=== Written request 1 ===
Find every line in the listing below that contains the string "bare", matching case, and copy each of those lines.

=== Source extract ===
# # # #

# Kyuzo Mifune video



## Nemesis (Jun 11, 2006)

Saw this on the net and i just had to put it in here. Unfortunatly it's in japanese but it's still nice to watch.

http://video.google.com/videoplay?docid=3748489073060595313

I had a bit of trouble in the beggining of the clip, if it happens to you as well just fastforward a little and it will stop.


----------



## green meanie (Jun 11, 2006)

Excellent clip! Mifune's amazing. Thanks for that. :asian:


----------



## Nemesis (Jun 11, 2006)

I have one of his books, it's called The Canon of Judo and it's the best pratical martial arts book i have ever seen. It covers so much from throws, immobilisation, joint locks, strangulation, all done with hundreds of pictures and tons of advices. And what i like most about the book is that afterwards it teaches us to counter a lot of those technics. I don't know much about Mifune but when it comes to grappling he seemed to be elite, so i just had to post it.


----------



## Henderson (Jun 11, 2006)

Mifune was long referred to as the God of Judo.  Thank you for the clip.


----------



## green meanie (Jun 11, 2006)

Mifune is a Judo God. It was a _GREAT_ find. Thanks again. :asian:

Edit: Crap. Looks like Frank beat me to the punch this time.


----------



## White Fox (Jun 11, 2006)

That was a great clip thanks a bunch!!


----------



## bignick (Jun 11, 2006)

Mifune is sometimes considered the greatest martial artist, ever...with good reason, I have a few videos of him and it still boggles my mind when I see him moving...


----------



## monkey (Jun 11, 2006)

i have the full film it 5omin!It tells his size -weight-Lots of details & breakdowns & finaly! Some go 1 to 1 with Mifune.He wins.Great film as well as the Otsuka & Yoshiba & others I have.I love these founders & how they make it look as though it was not even an effort to think & do.
Amaizing films.


----------



## pstarr (Jun 13, 2006)

Great find!  Thank you!


----------



## Nemesis (Jun 14, 2006)

It's a good clip, isn't it? There's a few other judo clips in the same link (one of them also by Mifune) even has judo self defense aplications, but i'll try to find more.


----------



## Nemesis (Jun 15, 2006)

Two other great names from grappling! Helio Gracie vs Kimura.

http://video.google.com/videoplay?docid=-8270757412372460237&q=gracie+vs+kimura

http://video.google.com/videoplay?docid=1690337360622979628&q=gracie+vs+kimura

http://www.judoinfo.com/helio.htm


----------

# # # #

=== Entries ===

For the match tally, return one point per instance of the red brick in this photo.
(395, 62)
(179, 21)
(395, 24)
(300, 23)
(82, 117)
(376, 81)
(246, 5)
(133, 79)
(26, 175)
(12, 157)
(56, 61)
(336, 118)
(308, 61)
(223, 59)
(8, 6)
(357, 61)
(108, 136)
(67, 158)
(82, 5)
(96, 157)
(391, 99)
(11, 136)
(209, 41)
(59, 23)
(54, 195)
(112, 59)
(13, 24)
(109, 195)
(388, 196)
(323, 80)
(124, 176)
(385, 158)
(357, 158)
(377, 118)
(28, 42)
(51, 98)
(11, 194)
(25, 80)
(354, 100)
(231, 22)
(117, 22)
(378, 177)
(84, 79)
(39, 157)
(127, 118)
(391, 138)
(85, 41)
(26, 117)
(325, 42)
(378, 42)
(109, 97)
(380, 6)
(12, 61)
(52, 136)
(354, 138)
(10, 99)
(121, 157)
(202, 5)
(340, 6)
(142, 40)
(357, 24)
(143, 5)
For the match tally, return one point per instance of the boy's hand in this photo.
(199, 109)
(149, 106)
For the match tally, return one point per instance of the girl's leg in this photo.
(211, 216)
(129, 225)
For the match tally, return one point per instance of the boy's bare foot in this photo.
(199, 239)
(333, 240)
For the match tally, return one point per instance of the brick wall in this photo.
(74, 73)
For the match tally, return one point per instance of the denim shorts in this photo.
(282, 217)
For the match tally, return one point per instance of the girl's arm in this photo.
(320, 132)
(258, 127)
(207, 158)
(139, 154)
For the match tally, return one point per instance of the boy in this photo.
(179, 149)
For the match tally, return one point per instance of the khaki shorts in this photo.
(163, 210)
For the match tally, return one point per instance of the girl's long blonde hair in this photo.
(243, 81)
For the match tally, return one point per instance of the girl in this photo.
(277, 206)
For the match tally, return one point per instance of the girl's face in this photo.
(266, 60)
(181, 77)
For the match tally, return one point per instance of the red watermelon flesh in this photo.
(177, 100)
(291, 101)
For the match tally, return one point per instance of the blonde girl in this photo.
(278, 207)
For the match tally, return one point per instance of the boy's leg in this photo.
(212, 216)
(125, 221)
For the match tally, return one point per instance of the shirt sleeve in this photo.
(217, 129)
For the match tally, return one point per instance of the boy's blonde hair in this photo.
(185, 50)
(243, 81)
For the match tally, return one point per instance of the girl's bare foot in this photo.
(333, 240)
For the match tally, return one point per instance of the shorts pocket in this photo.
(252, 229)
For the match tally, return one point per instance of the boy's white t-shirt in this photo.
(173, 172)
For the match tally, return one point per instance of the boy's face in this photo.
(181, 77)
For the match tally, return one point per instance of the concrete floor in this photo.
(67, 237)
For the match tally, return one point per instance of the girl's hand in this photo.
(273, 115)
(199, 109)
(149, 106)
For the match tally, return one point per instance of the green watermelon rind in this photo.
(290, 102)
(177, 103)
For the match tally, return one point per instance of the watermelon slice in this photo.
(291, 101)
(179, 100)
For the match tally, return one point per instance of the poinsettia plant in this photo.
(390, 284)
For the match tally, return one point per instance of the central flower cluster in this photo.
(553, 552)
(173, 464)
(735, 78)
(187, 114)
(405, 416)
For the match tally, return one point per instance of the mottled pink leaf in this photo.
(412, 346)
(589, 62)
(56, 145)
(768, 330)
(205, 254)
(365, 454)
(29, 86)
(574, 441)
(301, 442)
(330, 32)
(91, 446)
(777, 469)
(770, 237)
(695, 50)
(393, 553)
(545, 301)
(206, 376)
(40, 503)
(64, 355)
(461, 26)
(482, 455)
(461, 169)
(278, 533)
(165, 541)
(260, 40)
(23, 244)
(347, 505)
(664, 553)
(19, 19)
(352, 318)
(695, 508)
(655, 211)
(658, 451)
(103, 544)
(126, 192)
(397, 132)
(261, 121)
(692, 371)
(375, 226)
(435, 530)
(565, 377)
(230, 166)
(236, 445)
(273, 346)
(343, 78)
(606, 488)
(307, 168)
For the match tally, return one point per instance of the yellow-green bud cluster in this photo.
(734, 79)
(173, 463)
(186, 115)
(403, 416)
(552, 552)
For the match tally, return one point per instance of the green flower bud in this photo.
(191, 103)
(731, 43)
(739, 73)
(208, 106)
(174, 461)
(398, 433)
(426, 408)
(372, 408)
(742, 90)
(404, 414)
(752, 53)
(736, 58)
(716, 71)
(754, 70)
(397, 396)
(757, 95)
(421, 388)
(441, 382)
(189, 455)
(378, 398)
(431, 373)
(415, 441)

# # # #

=== Written request 2 ===
Give each distinct username that posts in the Mifune video thread above.

=== Correct answer 1 ===
For the match tally, return one point per instance of the boy's bare foot in this photo.
For the match tally, return one point per instance of the girl's bare foot in this photo.

=== Correct answer 2 ===
Nemesis, green meanie, Henderson, White Fox, bignick, monkey, pstarr